---------- Supplied data ----------

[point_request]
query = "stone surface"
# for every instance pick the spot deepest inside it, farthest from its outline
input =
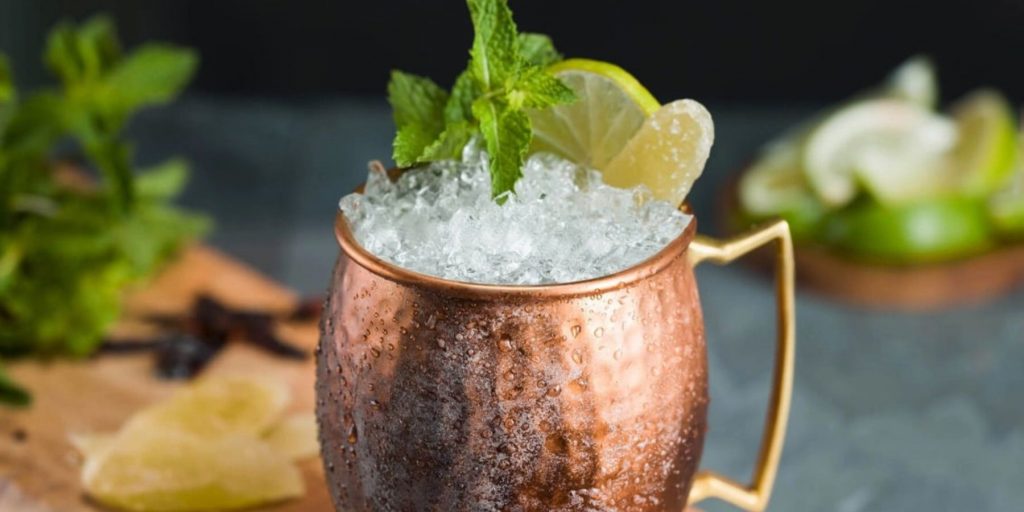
(891, 412)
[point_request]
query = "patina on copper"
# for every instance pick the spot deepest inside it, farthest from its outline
(453, 396)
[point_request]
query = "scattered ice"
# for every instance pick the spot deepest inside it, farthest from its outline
(563, 223)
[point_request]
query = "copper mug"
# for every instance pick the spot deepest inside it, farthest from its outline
(440, 395)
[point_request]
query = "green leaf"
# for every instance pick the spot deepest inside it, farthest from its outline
(538, 49)
(416, 100)
(537, 88)
(507, 133)
(495, 52)
(153, 74)
(36, 125)
(82, 55)
(163, 181)
(11, 393)
(410, 142)
(418, 105)
(450, 143)
(460, 103)
(8, 93)
(6, 82)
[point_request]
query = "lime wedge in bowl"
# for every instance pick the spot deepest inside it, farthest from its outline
(913, 81)
(922, 231)
(1007, 207)
(986, 152)
(893, 147)
(775, 185)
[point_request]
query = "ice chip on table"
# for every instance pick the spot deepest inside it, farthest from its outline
(563, 224)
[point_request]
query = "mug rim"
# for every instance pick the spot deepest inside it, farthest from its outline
(653, 264)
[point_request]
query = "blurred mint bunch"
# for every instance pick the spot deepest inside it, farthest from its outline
(70, 245)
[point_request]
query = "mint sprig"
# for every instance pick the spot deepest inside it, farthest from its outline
(506, 75)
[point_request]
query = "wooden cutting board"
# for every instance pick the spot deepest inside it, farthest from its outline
(39, 469)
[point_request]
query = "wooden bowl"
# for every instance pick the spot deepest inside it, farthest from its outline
(912, 288)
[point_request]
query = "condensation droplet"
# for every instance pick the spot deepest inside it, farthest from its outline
(556, 444)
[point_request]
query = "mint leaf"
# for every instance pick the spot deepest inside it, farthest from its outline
(152, 75)
(7, 92)
(507, 133)
(6, 82)
(162, 181)
(537, 88)
(495, 54)
(460, 103)
(411, 142)
(450, 143)
(114, 160)
(538, 49)
(418, 105)
(80, 55)
(11, 393)
(506, 74)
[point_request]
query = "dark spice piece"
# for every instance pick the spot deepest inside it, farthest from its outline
(196, 338)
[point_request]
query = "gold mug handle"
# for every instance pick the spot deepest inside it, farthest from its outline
(754, 498)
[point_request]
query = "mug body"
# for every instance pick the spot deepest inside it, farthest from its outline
(450, 396)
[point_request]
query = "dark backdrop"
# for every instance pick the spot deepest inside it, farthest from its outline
(756, 51)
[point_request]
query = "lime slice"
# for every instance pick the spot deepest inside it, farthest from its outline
(913, 81)
(217, 406)
(923, 231)
(893, 146)
(1007, 211)
(775, 186)
(294, 436)
(1007, 206)
(774, 183)
(610, 108)
(668, 154)
(986, 152)
(168, 470)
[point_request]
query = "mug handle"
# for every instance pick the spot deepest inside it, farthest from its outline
(754, 498)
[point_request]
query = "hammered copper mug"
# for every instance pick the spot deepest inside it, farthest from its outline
(440, 395)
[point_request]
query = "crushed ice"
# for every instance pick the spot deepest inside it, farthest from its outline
(562, 224)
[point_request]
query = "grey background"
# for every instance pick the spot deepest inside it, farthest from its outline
(891, 412)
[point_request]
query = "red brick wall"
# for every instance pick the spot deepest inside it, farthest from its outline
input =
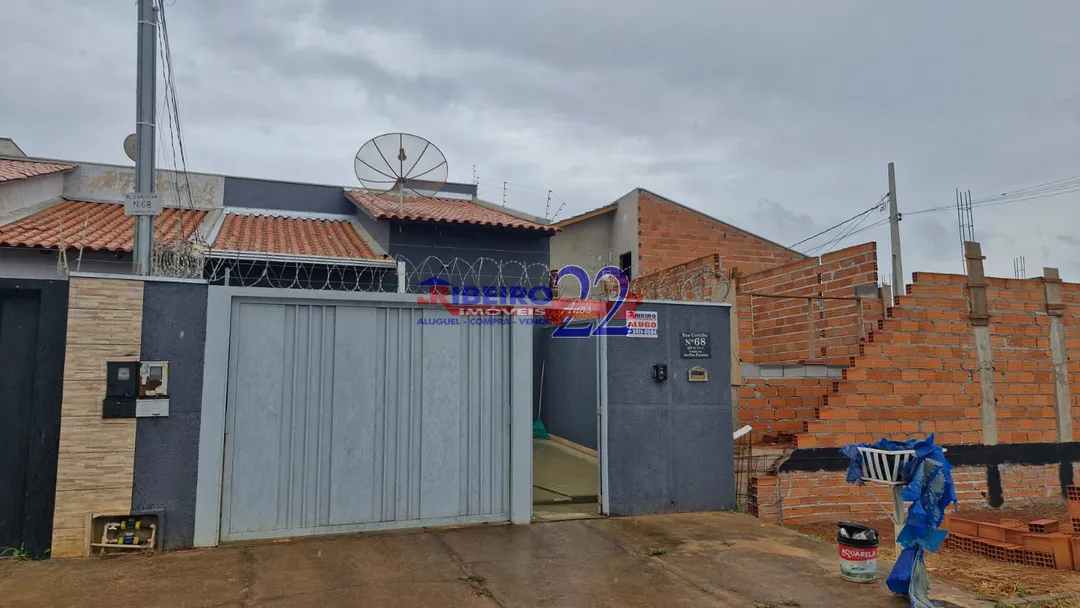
(699, 280)
(919, 375)
(780, 405)
(824, 495)
(670, 234)
(778, 329)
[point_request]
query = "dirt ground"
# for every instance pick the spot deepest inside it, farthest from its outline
(700, 561)
(985, 578)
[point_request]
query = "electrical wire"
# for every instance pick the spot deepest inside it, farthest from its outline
(1045, 190)
(877, 205)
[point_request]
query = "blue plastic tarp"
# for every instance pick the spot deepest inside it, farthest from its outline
(928, 486)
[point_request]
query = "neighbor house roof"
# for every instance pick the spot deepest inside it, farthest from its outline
(269, 233)
(94, 226)
(588, 215)
(427, 208)
(12, 170)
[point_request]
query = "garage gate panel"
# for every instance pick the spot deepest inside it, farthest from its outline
(343, 418)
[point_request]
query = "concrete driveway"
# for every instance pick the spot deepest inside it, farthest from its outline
(673, 561)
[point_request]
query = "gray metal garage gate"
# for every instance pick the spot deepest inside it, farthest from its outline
(345, 416)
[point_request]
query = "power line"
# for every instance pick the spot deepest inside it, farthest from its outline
(877, 205)
(1045, 190)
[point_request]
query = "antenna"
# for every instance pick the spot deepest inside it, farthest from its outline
(1020, 267)
(392, 162)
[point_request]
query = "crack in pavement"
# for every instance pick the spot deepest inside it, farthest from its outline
(716, 592)
(472, 578)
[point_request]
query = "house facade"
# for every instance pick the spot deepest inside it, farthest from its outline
(66, 216)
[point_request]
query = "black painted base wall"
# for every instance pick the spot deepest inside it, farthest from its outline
(32, 343)
(166, 449)
(670, 446)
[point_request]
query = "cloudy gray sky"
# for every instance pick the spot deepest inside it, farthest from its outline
(779, 117)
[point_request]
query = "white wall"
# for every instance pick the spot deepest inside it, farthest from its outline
(17, 262)
(586, 243)
(94, 183)
(624, 230)
(19, 197)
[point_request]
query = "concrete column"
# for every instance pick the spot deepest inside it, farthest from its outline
(1052, 282)
(984, 352)
(521, 422)
(726, 291)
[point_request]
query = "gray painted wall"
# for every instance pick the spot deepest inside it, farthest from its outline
(96, 181)
(670, 446)
(624, 230)
(166, 449)
(517, 251)
(23, 193)
(568, 368)
(285, 196)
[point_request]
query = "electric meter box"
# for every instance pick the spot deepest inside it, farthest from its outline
(136, 389)
(153, 379)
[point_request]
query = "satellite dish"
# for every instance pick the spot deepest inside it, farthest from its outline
(130, 146)
(395, 162)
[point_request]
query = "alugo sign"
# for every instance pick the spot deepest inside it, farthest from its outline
(142, 203)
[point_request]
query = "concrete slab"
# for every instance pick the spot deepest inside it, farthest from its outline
(561, 473)
(673, 561)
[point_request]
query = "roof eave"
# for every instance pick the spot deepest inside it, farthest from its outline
(261, 256)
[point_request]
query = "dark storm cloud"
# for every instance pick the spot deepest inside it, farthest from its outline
(775, 116)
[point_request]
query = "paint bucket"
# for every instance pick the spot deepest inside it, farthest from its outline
(858, 548)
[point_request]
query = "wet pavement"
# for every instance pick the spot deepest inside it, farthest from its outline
(671, 561)
(565, 482)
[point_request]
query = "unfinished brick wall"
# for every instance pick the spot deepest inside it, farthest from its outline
(1023, 367)
(918, 374)
(1029, 483)
(780, 405)
(672, 234)
(1070, 320)
(820, 320)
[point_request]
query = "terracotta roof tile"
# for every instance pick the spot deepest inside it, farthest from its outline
(426, 208)
(96, 226)
(12, 170)
(275, 234)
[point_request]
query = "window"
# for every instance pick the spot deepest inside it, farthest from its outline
(626, 264)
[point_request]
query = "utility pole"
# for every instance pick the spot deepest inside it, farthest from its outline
(898, 266)
(146, 93)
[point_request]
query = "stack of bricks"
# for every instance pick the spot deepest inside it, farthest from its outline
(670, 233)
(1072, 501)
(1040, 543)
(1023, 365)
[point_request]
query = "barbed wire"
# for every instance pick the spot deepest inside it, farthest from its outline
(252, 270)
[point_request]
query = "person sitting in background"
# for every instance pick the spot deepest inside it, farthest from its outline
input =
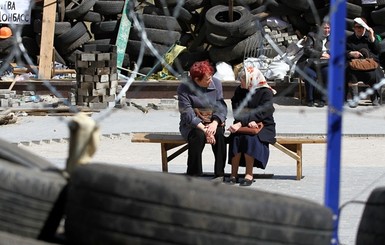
(203, 113)
(314, 63)
(253, 110)
(362, 44)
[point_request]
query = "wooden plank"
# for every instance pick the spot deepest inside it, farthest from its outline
(286, 151)
(123, 34)
(47, 34)
(173, 137)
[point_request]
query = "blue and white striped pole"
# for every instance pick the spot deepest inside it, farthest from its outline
(336, 79)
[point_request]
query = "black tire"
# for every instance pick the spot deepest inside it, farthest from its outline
(17, 155)
(28, 198)
(378, 16)
(133, 48)
(353, 10)
(372, 224)
(117, 205)
(244, 3)
(61, 27)
(187, 59)
(76, 44)
(12, 239)
(217, 21)
(160, 22)
(380, 30)
(76, 32)
(6, 45)
(92, 17)
(222, 41)
(109, 8)
(282, 9)
(302, 5)
(76, 9)
(156, 35)
(235, 52)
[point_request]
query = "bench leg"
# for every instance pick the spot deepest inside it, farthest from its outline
(163, 151)
(299, 162)
(297, 149)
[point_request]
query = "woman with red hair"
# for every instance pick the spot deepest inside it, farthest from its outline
(203, 113)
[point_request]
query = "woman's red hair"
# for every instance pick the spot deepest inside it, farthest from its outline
(200, 68)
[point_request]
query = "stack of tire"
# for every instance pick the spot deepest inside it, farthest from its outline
(159, 30)
(32, 197)
(110, 204)
(203, 26)
(377, 17)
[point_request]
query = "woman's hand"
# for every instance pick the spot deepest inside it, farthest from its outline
(254, 124)
(355, 54)
(325, 56)
(234, 128)
(210, 139)
(211, 128)
(372, 37)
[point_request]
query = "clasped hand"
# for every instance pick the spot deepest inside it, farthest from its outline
(210, 131)
(234, 128)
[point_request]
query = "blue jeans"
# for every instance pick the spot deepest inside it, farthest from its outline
(311, 92)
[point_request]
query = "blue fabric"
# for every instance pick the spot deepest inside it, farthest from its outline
(250, 145)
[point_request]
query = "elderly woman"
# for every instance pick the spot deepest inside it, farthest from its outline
(203, 113)
(314, 63)
(254, 127)
(363, 43)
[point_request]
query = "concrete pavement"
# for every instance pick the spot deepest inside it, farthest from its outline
(362, 164)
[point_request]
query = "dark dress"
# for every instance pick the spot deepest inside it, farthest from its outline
(259, 109)
(353, 43)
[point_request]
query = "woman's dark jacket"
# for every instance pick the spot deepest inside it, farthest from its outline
(353, 43)
(312, 48)
(259, 108)
(191, 96)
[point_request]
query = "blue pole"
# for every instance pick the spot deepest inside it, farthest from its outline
(336, 78)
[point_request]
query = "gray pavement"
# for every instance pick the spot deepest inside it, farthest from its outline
(290, 119)
(362, 162)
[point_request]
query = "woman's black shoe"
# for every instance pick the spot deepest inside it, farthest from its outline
(233, 180)
(246, 182)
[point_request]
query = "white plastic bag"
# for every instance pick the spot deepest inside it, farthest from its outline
(224, 72)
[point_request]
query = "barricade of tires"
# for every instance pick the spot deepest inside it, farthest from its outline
(119, 205)
(203, 26)
(32, 196)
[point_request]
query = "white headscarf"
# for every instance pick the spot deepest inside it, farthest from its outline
(254, 77)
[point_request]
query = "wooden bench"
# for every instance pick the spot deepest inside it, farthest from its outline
(291, 146)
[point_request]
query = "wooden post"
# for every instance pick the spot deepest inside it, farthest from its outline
(47, 35)
(123, 34)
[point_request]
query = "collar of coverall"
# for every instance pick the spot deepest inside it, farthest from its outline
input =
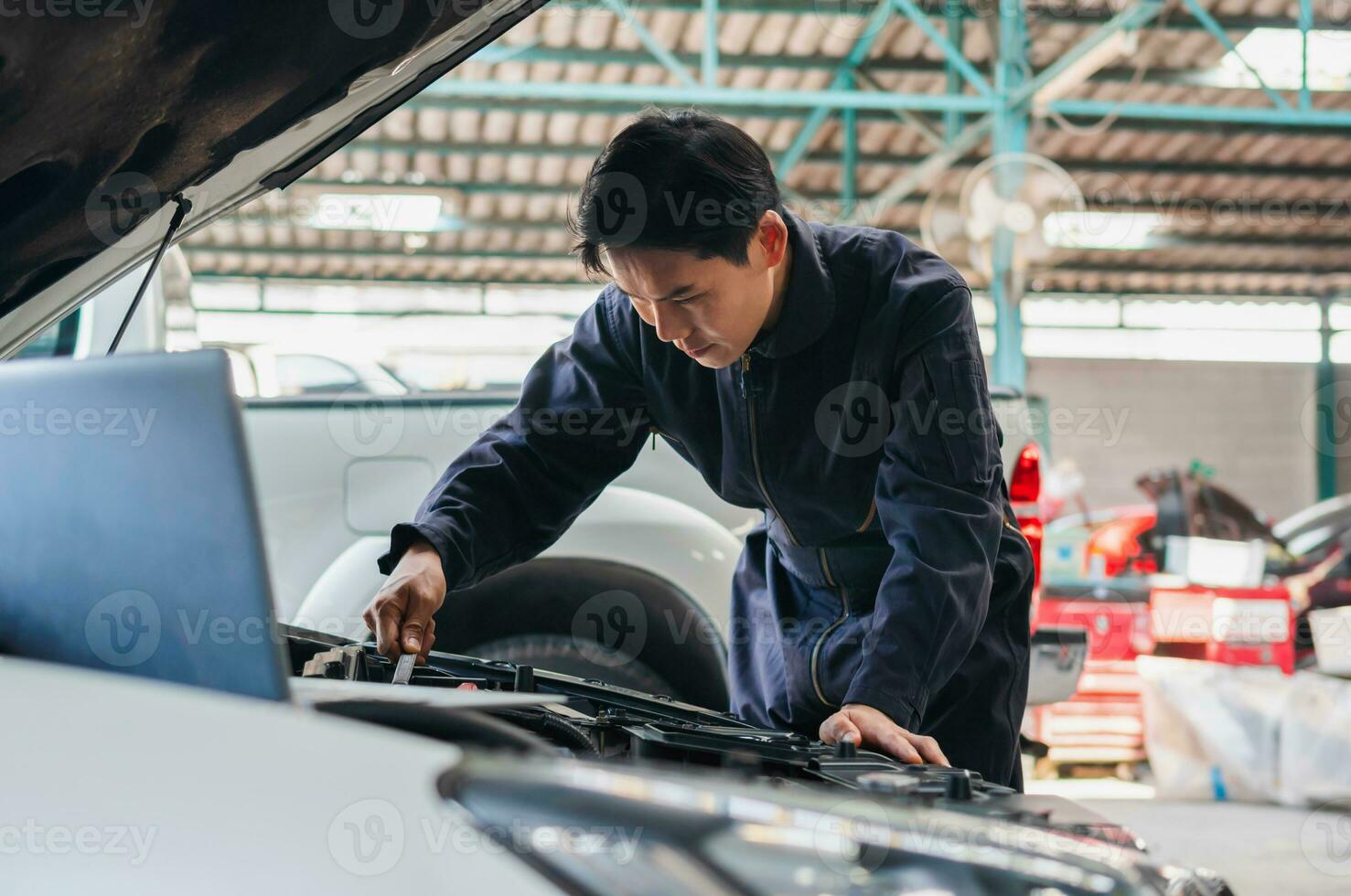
(808, 301)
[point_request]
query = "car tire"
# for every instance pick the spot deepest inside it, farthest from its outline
(561, 654)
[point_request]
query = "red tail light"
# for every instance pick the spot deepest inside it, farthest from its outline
(1025, 484)
(1025, 494)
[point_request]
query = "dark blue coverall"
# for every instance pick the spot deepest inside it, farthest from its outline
(888, 569)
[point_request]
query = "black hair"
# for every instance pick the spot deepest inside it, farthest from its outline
(682, 181)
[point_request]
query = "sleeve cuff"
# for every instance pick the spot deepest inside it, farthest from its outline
(404, 536)
(908, 714)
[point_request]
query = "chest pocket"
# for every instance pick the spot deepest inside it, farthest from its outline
(949, 427)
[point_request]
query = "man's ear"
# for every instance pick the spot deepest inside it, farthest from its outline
(773, 238)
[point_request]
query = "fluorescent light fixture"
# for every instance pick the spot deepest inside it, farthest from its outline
(393, 212)
(1100, 229)
(1277, 56)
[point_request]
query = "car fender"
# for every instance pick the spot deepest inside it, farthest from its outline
(639, 529)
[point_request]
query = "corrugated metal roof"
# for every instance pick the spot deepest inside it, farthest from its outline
(1251, 209)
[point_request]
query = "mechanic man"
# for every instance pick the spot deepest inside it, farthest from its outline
(830, 376)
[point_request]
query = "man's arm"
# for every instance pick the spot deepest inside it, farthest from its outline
(939, 501)
(578, 424)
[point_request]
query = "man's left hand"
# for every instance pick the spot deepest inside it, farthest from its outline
(872, 729)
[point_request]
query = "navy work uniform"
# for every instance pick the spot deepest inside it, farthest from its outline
(886, 570)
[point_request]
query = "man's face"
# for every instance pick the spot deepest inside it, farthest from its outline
(711, 308)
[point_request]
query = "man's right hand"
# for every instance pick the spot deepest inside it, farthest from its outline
(402, 612)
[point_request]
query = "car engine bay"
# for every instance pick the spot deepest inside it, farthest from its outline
(626, 731)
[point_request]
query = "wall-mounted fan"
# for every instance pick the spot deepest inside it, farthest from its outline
(965, 226)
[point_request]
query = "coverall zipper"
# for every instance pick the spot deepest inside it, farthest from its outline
(748, 394)
(816, 648)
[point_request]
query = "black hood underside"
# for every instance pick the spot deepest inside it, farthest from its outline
(152, 96)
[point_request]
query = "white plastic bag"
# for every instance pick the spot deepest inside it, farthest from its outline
(1316, 741)
(1211, 731)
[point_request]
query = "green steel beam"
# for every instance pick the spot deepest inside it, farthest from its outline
(954, 54)
(1305, 23)
(419, 281)
(775, 113)
(849, 162)
(904, 116)
(1048, 13)
(1160, 241)
(1204, 16)
(720, 98)
(955, 17)
(1325, 405)
(1014, 96)
(646, 95)
(1095, 166)
(1008, 368)
(1184, 112)
(650, 41)
(923, 172)
(841, 84)
(1130, 19)
(919, 65)
(708, 64)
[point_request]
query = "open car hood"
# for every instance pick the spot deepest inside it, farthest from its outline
(105, 118)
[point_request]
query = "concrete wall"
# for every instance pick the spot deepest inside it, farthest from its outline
(1121, 417)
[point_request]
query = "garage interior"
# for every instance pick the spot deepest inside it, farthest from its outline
(1150, 198)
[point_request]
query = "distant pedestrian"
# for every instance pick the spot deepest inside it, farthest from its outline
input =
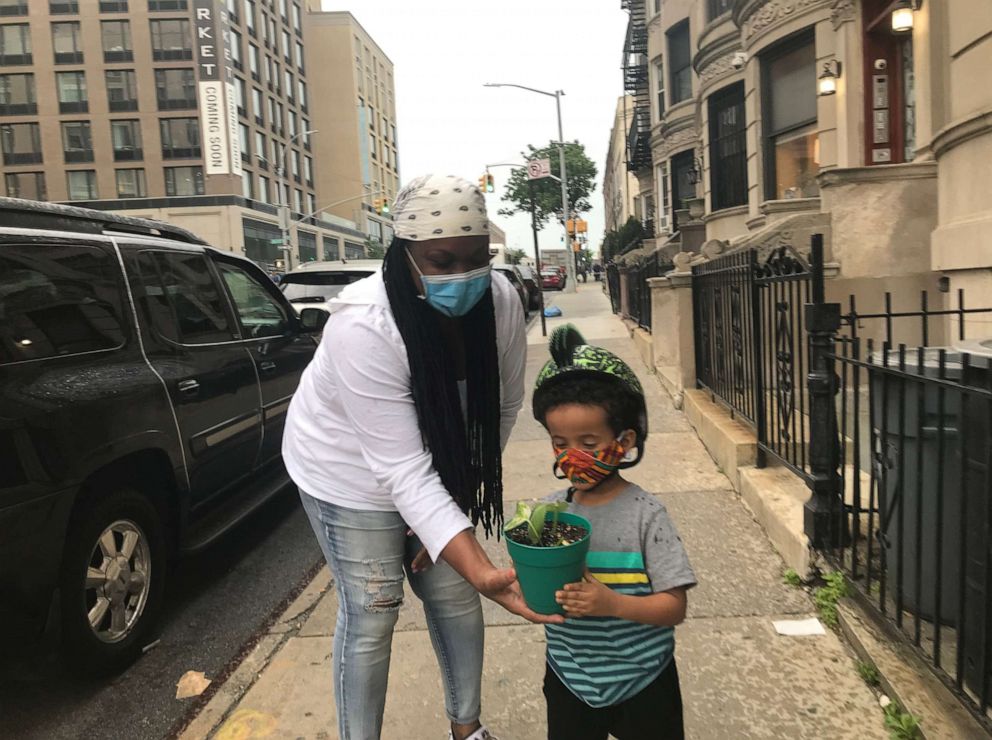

----------

▶ [Instructions to follow]
Which lines in the records contain the string "painted", with case counting? Copy out each of those lines in full.

▶ [Result for this task]
query = "black painted base wall"
query = "gray painted wall"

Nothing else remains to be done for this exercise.